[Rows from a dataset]
<<<<

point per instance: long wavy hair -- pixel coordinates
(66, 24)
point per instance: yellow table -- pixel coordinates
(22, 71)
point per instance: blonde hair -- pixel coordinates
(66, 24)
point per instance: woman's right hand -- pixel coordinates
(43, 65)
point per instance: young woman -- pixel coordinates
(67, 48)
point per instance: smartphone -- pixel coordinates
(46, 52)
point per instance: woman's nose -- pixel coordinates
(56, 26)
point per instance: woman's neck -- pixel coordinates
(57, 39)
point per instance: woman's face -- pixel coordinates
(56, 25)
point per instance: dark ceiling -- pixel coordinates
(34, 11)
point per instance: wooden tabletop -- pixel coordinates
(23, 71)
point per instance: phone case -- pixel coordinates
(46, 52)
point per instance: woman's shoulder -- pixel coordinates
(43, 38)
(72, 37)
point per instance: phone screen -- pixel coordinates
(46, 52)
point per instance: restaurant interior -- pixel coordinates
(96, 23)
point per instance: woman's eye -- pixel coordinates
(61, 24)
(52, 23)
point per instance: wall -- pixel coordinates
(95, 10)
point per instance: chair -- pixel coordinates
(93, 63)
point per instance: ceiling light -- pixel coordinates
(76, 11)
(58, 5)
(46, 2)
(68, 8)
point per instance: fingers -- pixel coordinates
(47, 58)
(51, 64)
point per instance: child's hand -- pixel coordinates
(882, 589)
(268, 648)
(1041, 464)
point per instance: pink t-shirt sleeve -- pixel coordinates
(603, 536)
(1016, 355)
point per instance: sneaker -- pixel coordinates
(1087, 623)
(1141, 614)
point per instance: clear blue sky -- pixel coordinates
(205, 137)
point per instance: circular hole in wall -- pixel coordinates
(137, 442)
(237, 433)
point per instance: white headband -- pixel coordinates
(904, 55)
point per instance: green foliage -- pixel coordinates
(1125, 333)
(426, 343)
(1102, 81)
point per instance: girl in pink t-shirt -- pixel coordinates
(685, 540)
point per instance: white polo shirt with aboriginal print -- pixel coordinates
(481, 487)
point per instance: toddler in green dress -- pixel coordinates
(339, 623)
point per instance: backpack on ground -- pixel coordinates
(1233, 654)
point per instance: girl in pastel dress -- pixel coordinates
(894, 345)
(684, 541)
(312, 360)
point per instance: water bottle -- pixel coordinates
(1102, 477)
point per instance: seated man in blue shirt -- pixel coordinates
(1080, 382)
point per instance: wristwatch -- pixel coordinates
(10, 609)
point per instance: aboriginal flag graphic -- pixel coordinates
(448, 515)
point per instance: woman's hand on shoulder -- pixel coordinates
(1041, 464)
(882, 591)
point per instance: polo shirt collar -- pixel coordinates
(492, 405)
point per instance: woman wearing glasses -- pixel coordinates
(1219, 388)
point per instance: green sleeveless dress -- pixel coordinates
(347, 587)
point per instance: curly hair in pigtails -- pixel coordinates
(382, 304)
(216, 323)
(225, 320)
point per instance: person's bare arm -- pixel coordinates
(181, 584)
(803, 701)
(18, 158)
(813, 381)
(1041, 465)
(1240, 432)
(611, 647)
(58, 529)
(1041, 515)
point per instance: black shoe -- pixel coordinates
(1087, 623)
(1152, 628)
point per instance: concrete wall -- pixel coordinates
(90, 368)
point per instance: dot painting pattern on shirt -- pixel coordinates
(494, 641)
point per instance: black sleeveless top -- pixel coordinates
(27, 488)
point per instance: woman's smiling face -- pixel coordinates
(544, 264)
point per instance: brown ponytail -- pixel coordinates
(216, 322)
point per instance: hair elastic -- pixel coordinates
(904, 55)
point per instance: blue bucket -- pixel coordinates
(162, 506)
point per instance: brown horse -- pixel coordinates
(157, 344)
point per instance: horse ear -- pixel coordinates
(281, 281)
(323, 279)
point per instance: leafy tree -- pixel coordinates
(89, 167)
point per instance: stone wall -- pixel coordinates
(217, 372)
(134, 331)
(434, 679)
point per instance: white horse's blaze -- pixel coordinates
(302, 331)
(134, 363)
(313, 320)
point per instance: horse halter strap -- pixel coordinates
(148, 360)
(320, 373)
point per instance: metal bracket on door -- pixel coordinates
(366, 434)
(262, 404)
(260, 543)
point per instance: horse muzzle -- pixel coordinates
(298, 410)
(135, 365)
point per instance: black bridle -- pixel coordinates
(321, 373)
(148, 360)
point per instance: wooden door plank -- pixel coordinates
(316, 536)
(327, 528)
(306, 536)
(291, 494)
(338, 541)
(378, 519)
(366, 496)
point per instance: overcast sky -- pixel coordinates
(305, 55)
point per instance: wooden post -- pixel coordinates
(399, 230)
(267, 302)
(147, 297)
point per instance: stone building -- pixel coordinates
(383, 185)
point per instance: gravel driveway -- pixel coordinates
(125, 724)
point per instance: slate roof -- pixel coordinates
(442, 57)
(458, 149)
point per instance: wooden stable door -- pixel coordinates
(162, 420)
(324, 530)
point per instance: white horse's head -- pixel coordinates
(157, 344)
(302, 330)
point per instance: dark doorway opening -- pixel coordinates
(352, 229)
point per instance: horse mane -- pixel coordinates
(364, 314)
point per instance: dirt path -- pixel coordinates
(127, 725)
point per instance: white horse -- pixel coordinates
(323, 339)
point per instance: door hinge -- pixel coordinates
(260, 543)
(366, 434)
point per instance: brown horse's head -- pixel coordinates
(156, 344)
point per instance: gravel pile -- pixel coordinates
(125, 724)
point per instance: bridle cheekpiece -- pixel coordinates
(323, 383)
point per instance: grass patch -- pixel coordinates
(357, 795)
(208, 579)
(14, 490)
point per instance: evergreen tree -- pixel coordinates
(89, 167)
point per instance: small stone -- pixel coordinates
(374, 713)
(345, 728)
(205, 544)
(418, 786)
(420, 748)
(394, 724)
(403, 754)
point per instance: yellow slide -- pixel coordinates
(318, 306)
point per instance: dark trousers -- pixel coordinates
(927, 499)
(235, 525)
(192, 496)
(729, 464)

>>>>

◆ Aim of the task ◆
Copy out the data shown above without altering anything.

◆ Answer ◆
point per instance: long wavy hair -- pixel coordinates
(66, 24)
point per instance: yellow table -- pixel coordinates
(22, 71)
point per instance: blonde hair -- pixel coordinates
(66, 24)
point per instance: woman's right hand -- pixel coordinates
(43, 65)
point per instance: young woman -- pixel coordinates
(67, 48)
point per instance: smartphone -- pixel coordinates
(46, 52)
point per instance: woman's nose -- pixel coordinates
(56, 26)
point per instance: woman's neck -- pixel coordinates
(57, 39)
point per instance: woman's face -- pixel coordinates
(56, 25)
point per instance: dark ceiling -- pixel coordinates
(34, 11)
point per instance: wooden tabletop -- pixel coordinates
(23, 71)
point per instance: phone case -- pixel coordinates
(46, 52)
point per instance: woman's shoulder -- pixel coordinates
(43, 38)
(72, 37)
point per instance: phone screen -- pixel coordinates
(46, 52)
point per instance: restaurant interior -- pixel coordinates
(96, 23)
point per instance: woman's eye -- pixel coordinates
(61, 24)
(52, 23)
point per instance: wall -- pixel coordinates
(95, 10)
point per instance: chair -- pixel coordinates
(93, 63)
point per instance: ceiling light -- pixel coordinates
(76, 11)
(58, 5)
(46, 2)
(68, 8)
point per instance: fingers -- pixel coordinates
(47, 58)
(51, 64)
point per instance: child's hand -- pixel coordinates
(882, 589)
(268, 648)
(1041, 464)
point per instance: pink t-shirt sleeve -- pixel coordinates
(603, 536)
(1016, 355)
point per instance: sneaker -- pixel coordinates
(1087, 623)
(1141, 614)
point per instance: clear blue sky -- pixel coordinates
(205, 137)
point per instance: circular hole in wall -- pixel coordinates
(137, 442)
(237, 433)
point per instance: white headband -- pixel coordinates
(904, 55)
point per instance: green foliage -- pixel coordinates
(1125, 333)
(426, 343)
(1102, 81)
point per instance: girl in pink t-shirt -- pixel coordinates
(685, 540)
point per instance: white polo shirt with aboriginal print -- pixel coordinates
(481, 487)
point per instance: toddler in green dress -- pixel coordinates
(339, 623)
point per instance: backpack on ground -- pixel coordinates
(1233, 654)
point per instance: girl in pastel dress -- pixel coordinates
(894, 345)
(684, 541)
(312, 360)
point per instance: water bottle -- pixel coordinates
(1102, 477)
point per instance: seated man in blue shirt -- pixel coordinates
(1080, 382)
point per instance: wristwatch -- pixel coordinates
(10, 609)
point per instance: aboriginal flag graphic -- pixel coordinates
(448, 515)
point per instance: woman's hand on shoulder -- pixel coordinates
(1041, 464)
(882, 591)
point per instance: polo shirt collar -- pixel coordinates
(492, 405)
point per instance: woman wearing glasses -- pixel coordinates
(1219, 388)
point per instance: green sleeveless dress -- pixel coordinates
(347, 587)
point per instance: curly hair in pigtails -- pixel coordinates
(382, 304)
(216, 323)
(225, 320)
point per instance: person's bare arm -- pixel coordinates
(181, 584)
(803, 701)
(18, 158)
(813, 381)
(1041, 465)
(1240, 432)
(611, 647)
(58, 529)
(1041, 515)
point per instance: black shoe -- pixel coordinates
(1087, 623)
(1152, 628)
point per instance: concrete wall -- pixel coordinates
(90, 368)
point per instance: dot painting pattern on shirt -- pixel coordinates
(494, 641)
point per instance: black sleeveless top -- pixel coordinates
(27, 488)
point per instance: woman's smiling face -- pixel coordinates
(544, 264)
point per instance: brown ponytail -- pixel coordinates
(216, 322)
point per instance: hair elastic -- pixel coordinates
(904, 55)
point per instance: blue bucket -- pixel coordinates
(162, 506)
point per instance: brown horse -- pixel coordinates
(157, 344)
point per instance: horse ear -- pixel coordinates
(281, 281)
(323, 279)
point per instance: leafy tree -- pixel coordinates
(89, 167)
point per instance: stone wall -- pixel coordinates
(217, 372)
(134, 331)
(434, 679)
point per instance: white horse's blaze -- pixel coordinates
(302, 331)
(134, 363)
(313, 320)
point per instance: horse halter strap -- pixel coordinates
(148, 360)
(320, 373)
point per instance: metal bracket on door -- pixel coordinates
(366, 434)
(262, 404)
(260, 543)
point per instance: horse muzzle -- pixel coordinates
(298, 410)
(135, 365)
point per instance: black bridle -- pixel coordinates
(321, 373)
(148, 360)
point per instance: wooden door plank -- pixel coordinates
(316, 536)
(327, 528)
(306, 536)
(291, 494)
(338, 541)
(378, 519)
(366, 496)
point per instance: overcast sky -- pixel coordinates
(305, 55)
point per instance: wooden post -- pixel coordinates
(399, 230)
(267, 302)
(147, 297)
point per instance: stone building -- pixel coordinates
(383, 185)
point per instance: gravel driveway -- pixel coordinates
(125, 724)
point per instance: slate roof -- pixel coordinates
(442, 57)
(458, 149)
point per instance: wooden stable door -- pixel coordinates
(162, 420)
(324, 530)
point per instance: white horse's head -- pixel coordinates
(157, 344)
(302, 330)
point per instance: dark doorway opening -- pixel coordinates
(352, 229)
point per instance: horse mane -- pixel coordinates
(364, 314)
point per instance: dirt path -- pixel coordinates
(127, 725)
point per instance: white horse -- pixel coordinates
(323, 339)
point per instance: door hinge -- pixel coordinates
(260, 543)
(366, 434)
point per instance: brown horse's head -- pixel coordinates
(156, 344)
point per instance: gravel pile -- pixel coordinates
(125, 724)
point per instance: bridle cheekpiece -- pixel coordinates
(323, 383)
point per instance: grass patch -- pixel coordinates
(357, 795)
(208, 579)
(14, 490)
point per instance: evergreen tree -- pixel coordinates
(89, 167)
point per instance: small stone -- pixel coordinates
(374, 713)
(345, 728)
(205, 544)
(418, 786)
(420, 748)
(394, 724)
(403, 754)
point per instance: yellow slide -- pixel coordinates
(318, 306)
point per instance: dark trousers -- pixel coordinates
(927, 499)
(235, 525)
(192, 496)
(729, 464)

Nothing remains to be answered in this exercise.